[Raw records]
────────────────────
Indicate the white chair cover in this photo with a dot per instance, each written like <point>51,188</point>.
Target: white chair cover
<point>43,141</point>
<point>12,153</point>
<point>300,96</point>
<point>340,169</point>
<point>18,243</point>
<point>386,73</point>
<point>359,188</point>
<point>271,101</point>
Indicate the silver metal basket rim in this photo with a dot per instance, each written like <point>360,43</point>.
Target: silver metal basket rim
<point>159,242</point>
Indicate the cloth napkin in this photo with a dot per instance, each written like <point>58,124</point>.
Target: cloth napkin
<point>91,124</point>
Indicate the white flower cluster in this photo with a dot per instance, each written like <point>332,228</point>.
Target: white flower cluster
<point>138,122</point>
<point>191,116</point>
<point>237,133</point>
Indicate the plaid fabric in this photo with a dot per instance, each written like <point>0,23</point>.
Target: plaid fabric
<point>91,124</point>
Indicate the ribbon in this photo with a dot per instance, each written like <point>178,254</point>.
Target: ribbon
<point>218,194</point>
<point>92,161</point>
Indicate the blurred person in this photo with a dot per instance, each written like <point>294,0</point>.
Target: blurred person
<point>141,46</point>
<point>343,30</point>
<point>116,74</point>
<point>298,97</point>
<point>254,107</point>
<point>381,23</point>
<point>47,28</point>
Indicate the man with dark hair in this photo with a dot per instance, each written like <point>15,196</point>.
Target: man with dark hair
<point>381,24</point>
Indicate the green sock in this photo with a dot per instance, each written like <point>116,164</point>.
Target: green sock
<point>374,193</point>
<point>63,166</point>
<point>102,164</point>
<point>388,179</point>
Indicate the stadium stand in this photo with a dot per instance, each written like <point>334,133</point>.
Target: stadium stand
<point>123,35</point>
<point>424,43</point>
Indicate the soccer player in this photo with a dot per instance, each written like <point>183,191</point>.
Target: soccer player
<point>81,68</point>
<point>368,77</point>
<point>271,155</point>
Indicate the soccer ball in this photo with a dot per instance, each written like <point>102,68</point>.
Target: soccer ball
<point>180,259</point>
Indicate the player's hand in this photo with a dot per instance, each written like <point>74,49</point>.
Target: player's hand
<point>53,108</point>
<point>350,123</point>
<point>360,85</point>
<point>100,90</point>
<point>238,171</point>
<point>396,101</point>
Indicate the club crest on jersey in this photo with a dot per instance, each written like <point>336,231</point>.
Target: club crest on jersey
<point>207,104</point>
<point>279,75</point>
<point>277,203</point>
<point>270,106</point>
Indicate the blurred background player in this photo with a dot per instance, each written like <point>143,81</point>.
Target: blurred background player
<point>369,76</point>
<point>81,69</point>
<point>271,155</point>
────────────────────
- _What the exercise asks_:
Reproduce all of the data above, substituting "marker" for every occurrence of "dot" and leaving everything else unchanged.

- _Exercise answer_:
Indicate the white chair cover in this photo with a marker per instance, each written like <point>51,188</point>.
Target: white chair cover
<point>43,141</point>
<point>12,153</point>
<point>300,96</point>
<point>340,169</point>
<point>18,243</point>
<point>386,73</point>
<point>359,188</point>
<point>271,101</point>
Indicate the silver metal basket rim in this photo with a marker per instance, each written like <point>360,43</point>.
Target: silver metal basket rim
<point>159,242</point>
Indicate the cloth napkin in this photo with a marker per instance, each written like <point>58,124</point>.
Target: cloth napkin
<point>91,124</point>
Indicate the white flower cluster in this photo with a marker per instance, each written like <point>332,228</point>.
Target: white flower cluster
<point>138,122</point>
<point>191,116</point>
<point>237,133</point>
Indicate the plaid fabric in this photo with a marker per instance, each written like <point>0,23</point>.
Target: plaid fabric
<point>91,124</point>
Indicate the ribbon in this photo with a marker per instance, each written like <point>178,254</point>.
Target: ribbon
<point>218,194</point>
<point>92,161</point>
Indicate the blurred person in this photo with a marker per instance, each written like <point>294,0</point>.
Target: blurred person
<point>141,46</point>
<point>343,30</point>
<point>116,74</point>
<point>298,97</point>
<point>254,107</point>
<point>381,23</point>
<point>47,28</point>
Indicate the man with dark hair in this photo with a marker per instance, each written like <point>15,196</point>.
Target: man with dark hair
<point>381,24</point>
Indicate the green sock in this photo with a marker per instance, each written like <point>116,164</point>.
Target: green sock
<point>374,193</point>
<point>63,166</point>
<point>102,164</point>
<point>388,179</point>
Indicate the stadium stand in this photo with a marker per instance, each written like <point>334,133</point>.
Target: stadium stand
<point>123,35</point>
<point>424,43</point>
Indicate the soccer player in this photo with a marker per instance, each written like <point>183,191</point>.
Target: soccer player
<point>81,68</point>
<point>368,77</point>
<point>271,155</point>
Indicate the soccer ball in this photo with a marker per instance, each written like <point>102,68</point>.
Target: soccer ball
<point>180,259</point>
Indicate the player's hand in this photo with a marker per instance, each written like <point>74,49</point>.
Target: player's hand
<point>53,108</point>
<point>350,123</point>
<point>360,85</point>
<point>100,90</point>
<point>238,171</point>
<point>396,101</point>
Indicate the club crest on jersey in this photo with a marker per instance, each written like <point>336,231</point>.
Target: club crest on jersey
<point>207,104</point>
<point>279,75</point>
<point>277,203</point>
<point>270,106</point>
Indicate the blurred background player in this photo with a marker per instance, each written like <point>143,81</point>.
Target: blurred background player
<point>369,76</point>
<point>81,69</point>
<point>271,155</point>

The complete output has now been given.